• SET PROBLEM: Copy the lines below word for word, leaving out the pictures.

• PROVIDED DATA:

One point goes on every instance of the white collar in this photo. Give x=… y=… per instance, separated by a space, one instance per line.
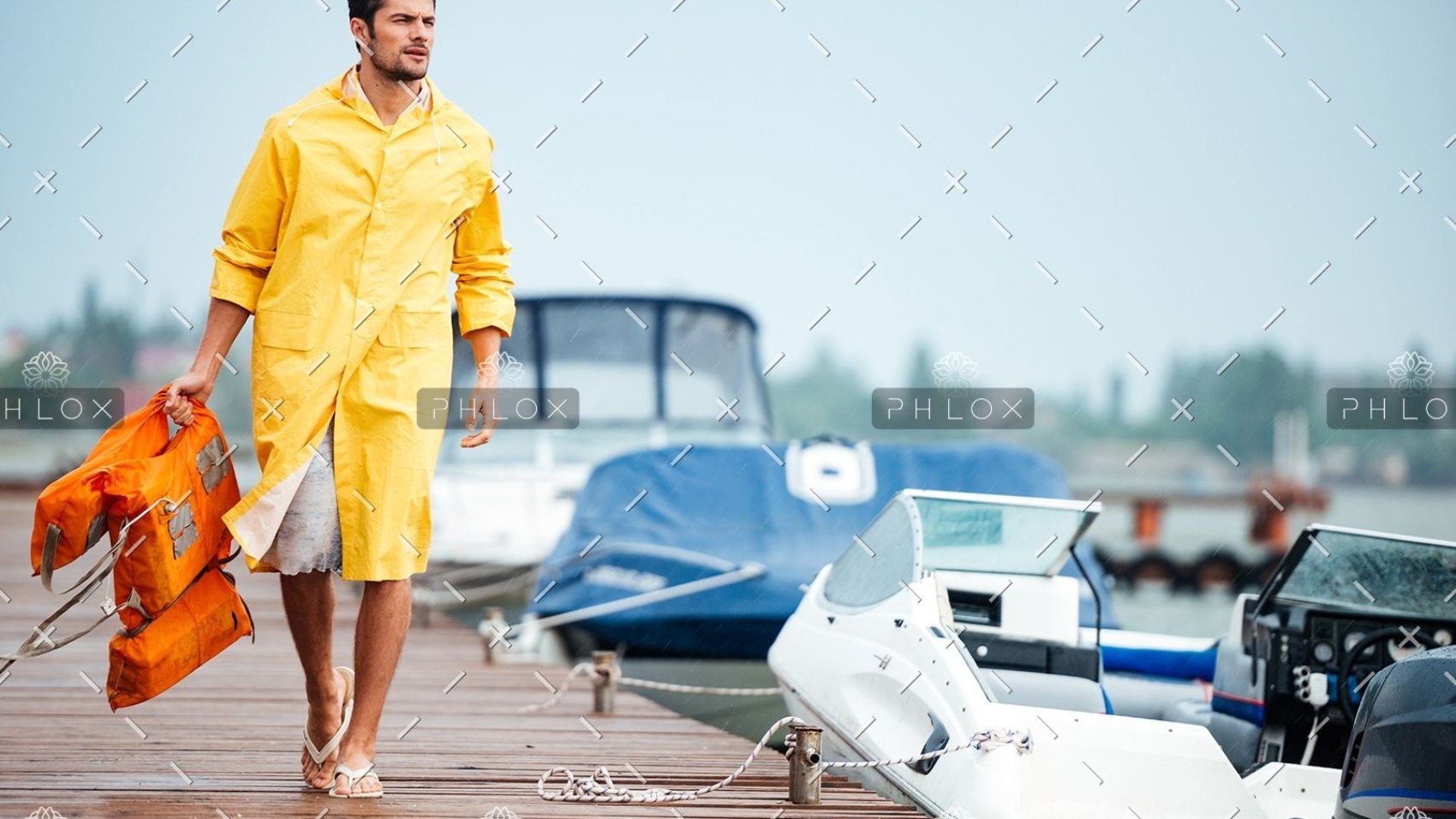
x=351 y=87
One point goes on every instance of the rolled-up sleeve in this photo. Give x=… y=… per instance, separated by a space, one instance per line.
x=480 y=260
x=252 y=224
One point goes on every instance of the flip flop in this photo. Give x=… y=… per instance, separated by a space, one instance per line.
x=320 y=754
x=354 y=777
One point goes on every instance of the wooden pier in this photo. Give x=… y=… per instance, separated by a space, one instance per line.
x=226 y=740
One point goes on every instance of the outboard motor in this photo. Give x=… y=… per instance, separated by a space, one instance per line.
x=1401 y=760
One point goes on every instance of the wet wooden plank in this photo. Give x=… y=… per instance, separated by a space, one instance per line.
x=226 y=740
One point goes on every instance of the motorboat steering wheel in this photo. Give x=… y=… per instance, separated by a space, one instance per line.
x=1347 y=667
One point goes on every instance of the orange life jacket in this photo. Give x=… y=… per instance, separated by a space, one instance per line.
x=162 y=502
x=70 y=515
x=207 y=619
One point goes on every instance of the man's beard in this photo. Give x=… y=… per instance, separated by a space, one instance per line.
x=399 y=70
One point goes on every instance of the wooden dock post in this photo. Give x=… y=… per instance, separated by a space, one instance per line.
x=494 y=625
x=804 y=774
x=603 y=682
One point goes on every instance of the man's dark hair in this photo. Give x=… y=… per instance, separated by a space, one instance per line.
x=364 y=10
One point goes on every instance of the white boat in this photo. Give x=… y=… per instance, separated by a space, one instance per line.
x=944 y=623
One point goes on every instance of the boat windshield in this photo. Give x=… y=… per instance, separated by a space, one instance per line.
x=648 y=372
x=1002 y=535
x=1369 y=571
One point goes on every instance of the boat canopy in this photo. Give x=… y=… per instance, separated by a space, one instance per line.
x=648 y=370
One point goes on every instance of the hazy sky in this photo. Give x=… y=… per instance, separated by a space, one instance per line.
x=1183 y=180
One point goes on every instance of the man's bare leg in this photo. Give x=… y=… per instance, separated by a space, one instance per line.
x=307 y=601
x=379 y=637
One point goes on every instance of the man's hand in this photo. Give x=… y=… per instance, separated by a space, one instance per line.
x=188 y=385
x=482 y=403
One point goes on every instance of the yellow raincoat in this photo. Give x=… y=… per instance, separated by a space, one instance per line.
x=341 y=239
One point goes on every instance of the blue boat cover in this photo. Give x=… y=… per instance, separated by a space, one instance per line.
x=647 y=523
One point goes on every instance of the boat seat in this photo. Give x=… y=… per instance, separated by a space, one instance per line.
x=1043 y=690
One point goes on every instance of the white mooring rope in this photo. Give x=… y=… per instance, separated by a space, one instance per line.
x=599 y=786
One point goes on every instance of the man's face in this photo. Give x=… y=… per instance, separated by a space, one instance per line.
x=403 y=41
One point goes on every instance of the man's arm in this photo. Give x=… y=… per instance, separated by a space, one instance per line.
x=484 y=301
x=224 y=321
x=239 y=267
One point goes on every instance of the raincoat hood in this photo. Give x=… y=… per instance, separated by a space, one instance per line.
x=427 y=104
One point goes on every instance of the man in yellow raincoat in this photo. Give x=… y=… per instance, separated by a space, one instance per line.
x=359 y=206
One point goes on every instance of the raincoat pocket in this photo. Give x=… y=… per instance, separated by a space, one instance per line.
x=409 y=328
x=290 y=331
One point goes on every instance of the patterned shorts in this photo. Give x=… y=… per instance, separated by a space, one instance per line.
x=309 y=535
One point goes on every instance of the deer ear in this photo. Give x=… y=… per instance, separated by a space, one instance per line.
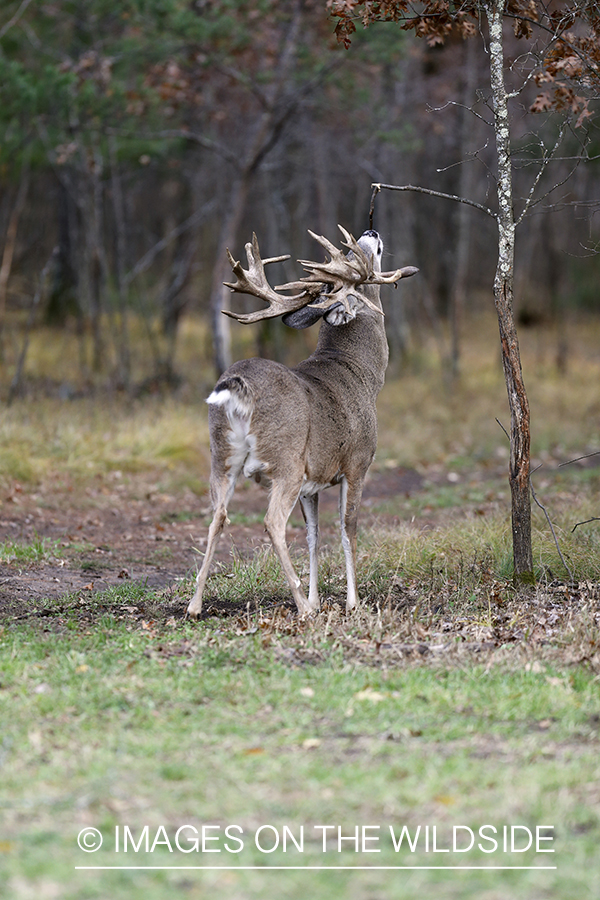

• RESPONSE:
One point goes on every instance of the white collar in this photo. Give x=… y=… per instance, separated by a space, one instance per line.
x=351 y=87
One point goes on every instance of the rolled-up sleeve in this photo. Give x=… y=… per instance, separated by a space, one instance per line.
x=480 y=260
x=252 y=224
One point goes on every instance of the flip flop in this photo. Give x=… y=… per instance, separated by a space, one instance per line.
x=320 y=754
x=354 y=777
One point goes on every instance of the wooden pier in this photo. Give x=… y=… per instance, separated by a space, one instance per line.
x=226 y=740
One point goes on every instance of the outboard motor in this photo. Give x=… y=… per instance, separated by a space, one instance per line.
x=1401 y=760
One point goes on every instance of the wet wooden plank in this photo. Give x=… y=… per instance, separated by a space, one instance per line.
x=226 y=740
One point goes on every instance of the motorboat steering wheel in this photo. Give x=… y=… per instance, separated by a space, one instance per line.
x=1347 y=667
One point goes on every instance of the orange life jacket in this photo. Give x=… y=… per instance, separated by a space, one instance per line.
x=162 y=502
x=70 y=515
x=207 y=619
One point goes on every instance of the man's beard in this photo. Give x=… y=… per instance, separated by a space, one instance per line.
x=399 y=70
One point goes on every instance of the wooden dock post in this photo. Give x=… y=… per instance, separated by a space, one instance per line.
x=494 y=625
x=804 y=774
x=603 y=682
One point goes on every instance of the man's dark hair in this photo. Give x=… y=… per instance, separated by a space, one instance per line.
x=364 y=10
One point goes on every instance of the white boat in this photo. Give x=… y=… per instance, separated by a space, one instance per line.
x=944 y=623
One point goes on every instance of the boat windshield in this photo. Give x=… y=… per instance, separated by a space, one instance per line.
x=648 y=372
x=1002 y=535
x=1369 y=571
One point goes on every instance of the boat canopy in this photo. Give x=… y=… per instance, separated by a space, one instance per line.
x=648 y=370
One point goes on every instance of the hazy sky in this photo. Give x=… y=… per instance, separated by a space, one instance per line.
x=1183 y=180
One point goes on every instance of the man's bare leg in this photo. Give x=… y=… per instance, separated by a space, one instance per line.
x=307 y=601
x=379 y=637
One point goes on every instance of the man's hand in this photo. Give x=… y=… per instance, separated by a space, one instance per line.
x=188 y=385
x=482 y=403
One point goes on every instance of the yellow raincoat in this photo. Give x=… y=… per instance, separated by a space, one instance per line.
x=341 y=239
One point goes on every instance of the blue boat cover in this photo. Give x=… y=… per instance, separated by a space, one instance per line.
x=647 y=523
One point goes on every instance of the boat seat in this photo. Give x=… y=… per instance, separated by a space, one instance per line.
x=1043 y=690
One point goes on every instance of the white mooring rope in this photo. Give x=… y=… per instance, separated by a space, one instance per line.
x=599 y=786
One point goes on every instance of the man's face in this photo. Give x=… y=… per instance, separated by a space, one instance per line.
x=403 y=41
One point goes on every instance of the man's arm in this photo. Give x=… y=… per instance, separated by a space, one instance per line.
x=484 y=301
x=224 y=321
x=239 y=267
One point goes on every instance of the raincoat hood in this photo. Give x=… y=… per instance, separated by a space, one instance per line.
x=427 y=104
One point goes on every instance of the man in yellow raincoat in this photo. Give x=… y=… per instance, separated by a space, one instance per line.
x=359 y=206
One point goes on every instance of the raincoat pocket in this photo. Give x=… y=… per instance, separated by a space, one instance per line.
x=409 y=328
x=290 y=331
One point goes on every instance of the patterned shorts in this photo. Give x=… y=… per instance, separated by a space, one instance per line.
x=309 y=535
One point goes on every instance of the deer ear in this photo. Give x=… y=… per instance, separated by a space, one instance per line.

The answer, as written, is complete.